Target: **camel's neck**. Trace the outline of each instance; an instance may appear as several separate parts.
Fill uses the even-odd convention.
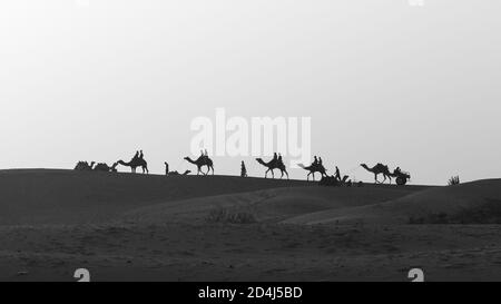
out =
[[[191,164],[195,164],[195,165],[197,164],[197,161],[193,160],[193,159],[189,158],[189,157],[187,157],[186,160],[188,160],[188,163],[191,163]]]

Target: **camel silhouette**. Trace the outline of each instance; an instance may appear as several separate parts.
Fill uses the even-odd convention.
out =
[[[77,166],[75,166],[75,170],[77,171],[90,171],[92,170],[94,165],[96,164],[96,161],[87,163],[87,161],[78,161]]]
[[[320,173],[322,175],[322,178],[327,176],[324,165],[316,164],[316,165],[311,165],[311,166],[305,167],[303,164],[298,164],[297,166],[310,171],[308,175],[306,176],[306,180],[308,180],[308,182],[310,182],[310,175],[313,175],[313,180],[315,180],[315,173]]]
[[[99,163],[94,167],[95,171],[106,171],[106,173],[116,173],[117,171],[118,163],[115,163],[111,167],[108,166],[106,163]]]
[[[279,161],[278,159],[272,159],[268,163],[265,163],[263,160],[263,158],[256,158],[257,163],[259,163],[261,165],[265,166],[266,168],[268,168],[265,173],[265,178],[268,177],[268,171],[272,171],[272,178],[275,178],[275,173],[273,171],[274,169],[278,169],[282,173],[281,179],[284,177],[284,174],[287,176],[288,179],[288,173],[287,169],[285,168],[285,165],[283,161]]]
[[[210,170],[213,171],[213,175],[214,175],[214,163],[208,156],[205,156],[205,155],[200,156],[200,157],[198,157],[197,160],[193,160],[191,158],[189,158],[189,156],[187,156],[187,157],[185,157],[185,160],[197,166],[197,175],[199,175],[200,173],[203,175],[207,175],[207,174],[209,174]],[[206,173],[202,171],[202,167],[205,167],[205,166],[207,167]]]
[[[362,168],[366,169],[367,171],[374,174],[375,183],[384,184],[384,182],[386,182],[386,178],[389,178],[390,179],[390,184],[392,184],[392,174],[390,173],[390,169],[387,168],[387,166],[385,166],[383,164],[377,164],[377,165],[375,165],[372,168],[367,167],[367,165],[365,165],[365,164],[362,164],[361,166],[362,166]],[[377,180],[377,176],[380,174],[382,174],[383,177],[384,177],[383,182]]]
[[[148,163],[144,158],[134,157],[129,163],[125,163],[120,159],[117,161],[117,164],[125,167],[130,167],[132,173],[136,173],[136,168],[141,167],[144,174],[149,174]]]

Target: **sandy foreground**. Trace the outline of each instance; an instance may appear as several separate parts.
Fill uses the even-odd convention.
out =
[[[0,281],[501,280],[501,180],[0,171]]]

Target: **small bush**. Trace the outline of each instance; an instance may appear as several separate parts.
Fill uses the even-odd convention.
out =
[[[459,176],[453,176],[451,178],[449,178],[449,186],[454,186],[454,185],[459,185],[461,184]]]
[[[253,224],[257,219],[249,210],[237,210],[230,208],[216,208],[210,210],[207,216],[209,223],[229,223],[229,224]]]

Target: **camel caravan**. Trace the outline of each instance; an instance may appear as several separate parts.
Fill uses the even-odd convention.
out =
[[[208,156],[207,150],[202,150],[200,156],[194,160],[190,157],[185,157],[184,160],[188,161],[189,164],[193,164],[197,167],[197,175],[204,175],[207,176],[212,173],[214,175],[214,161]],[[268,173],[271,173],[272,178],[275,178],[275,169],[281,171],[281,179],[284,178],[284,176],[288,179],[288,173],[287,168],[284,164],[284,160],[282,158],[281,154],[274,153],[273,158],[269,161],[263,160],[263,158],[256,158],[256,161],[264,166],[266,168],[265,171],[265,178],[268,178]],[[165,175],[166,176],[186,176],[189,175],[190,170],[185,170],[183,174],[178,173],[177,170],[170,171],[168,163],[165,164]],[[117,173],[117,166],[121,165],[125,167],[129,167],[131,173],[136,173],[137,168],[141,168],[143,174],[149,174],[148,170],[148,163],[145,160],[145,155],[143,154],[143,150],[136,151],[136,155],[130,159],[130,161],[126,163],[124,160],[118,160],[117,163],[112,164],[112,166],[108,166],[105,163],[96,164],[96,161],[91,161],[90,164],[88,161],[78,161],[77,166],[75,167],[75,170],[80,171],[107,171],[107,173]],[[351,187],[353,185],[353,182],[350,179],[348,175],[341,175],[340,168],[335,167],[335,174],[334,175],[327,175],[327,169],[324,167],[322,157],[314,156],[314,160],[310,166],[305,166],[303,164],[298,164],[301,168],[308,171],[306,175],[306,180],[310,182],[310,177],[312,177],[313,182],[315,182],[315,174],[321,175],[321,179],[318,182],[322,186],[348,186]],[[392,184],[392,178],[395,178],[396,185],[403,186],[406,185],[407,182],[411,179],[411,175],[409,173],[405,173],[401,170],[400,167],[394,169],[393,171],[390,170],[389,166],[383,164],[376,164],[374,167],[369,167],[365,164],[361,164],[361,167],[365,170],[374,174],[374,180],[376,184],[384,184],[386,180]],[[206,168],[206,170],[204,170]],[[383,175],[383,180],[380,182],[377,177],[380,175]],[[247,177],[247,168],[245,166],[245,163],[242,161],[240,165],[240,177]],[[358,182],[358,186],[362,186],[363,183]]]

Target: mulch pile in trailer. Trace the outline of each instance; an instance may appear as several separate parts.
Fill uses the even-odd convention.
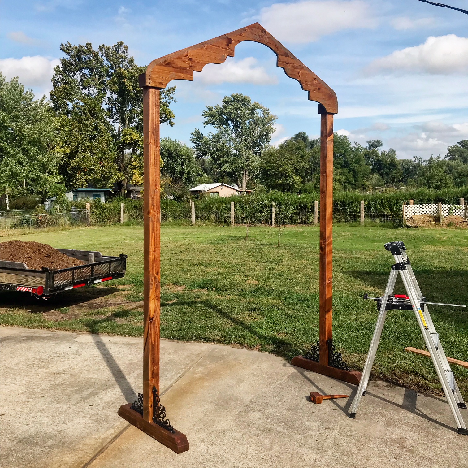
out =
[[[414,214],[406,220],[407,226],[412,227],[457,227],[468,228],[468,219],[461,216],[452,215],[442,219],[441,225],[438,216],[431,214]]]
[[[60,270],[84,265],[84,262],[62,254],[47,244],[8,241],[0,242],[0,260],[26,263],[28,268]]]

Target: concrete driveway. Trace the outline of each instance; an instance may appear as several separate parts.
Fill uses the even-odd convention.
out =
[[[177,455],[117,415],[141,391],[141,338],[3,327],[0,342],[5,468],[468,467],[444,398],[374,381],[350,419],[353,385],[270,354],[163,340],[161,402],[190,444]],[[310,391],[351,397],[314,405]]]

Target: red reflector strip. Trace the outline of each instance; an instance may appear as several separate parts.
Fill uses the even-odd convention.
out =
[[[29,288],[26,286],[17,286],[16,291],[26,291],[27,292],[32,292],[32,288]]]

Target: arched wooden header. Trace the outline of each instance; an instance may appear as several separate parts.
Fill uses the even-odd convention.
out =
[[[258,23],[153,60],[139,76],[143,88],[145,179],[144,329],[143,393],[138,411],[124,405],[119,414],[129,422],[180,453],[189,449],[185,436],[161,426],[165,410],[159,403],[160,314],[161,307],[161,203],[160,90],[173,80],[193,80],[207,64],[222,63],[234,56],[242,41],[263,44],[275,52],[277,65],[308,91],[319,103],[320,132],[320,353],[319,362],[296,357],[292,364],[342,380],[356,383],[355,375],[330,366],[332,342],[332,221],[333,185],[333,114],[338,111],[335,92]],[[316,352],[315,355],[316,355]],[[353,380],[354,379],[354,380]],[[141,403],[142,403],[141,404]],[[141,415],[140,415],[141,413]],[[164,425],[164,424],[163,424]]]
[[[277,66],[309,92],[309,101],[320,102],[328,113],[338,112],[335,91],[258,23],[154,60],[146,73],[140,75],[140,86],[161,89],[173,80],[192,81],[193,72],[201,72],[207,64],[223,63],[227,57],[234,57],[235,46],[243,41],[258,42],[271,49],[276,54]]]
· · · · ·
**TASK GOAL**
How many lines of the material above contain the string "instance" with matching case? Reply with the number alone.

**RESPONSE TO THE TASK**
9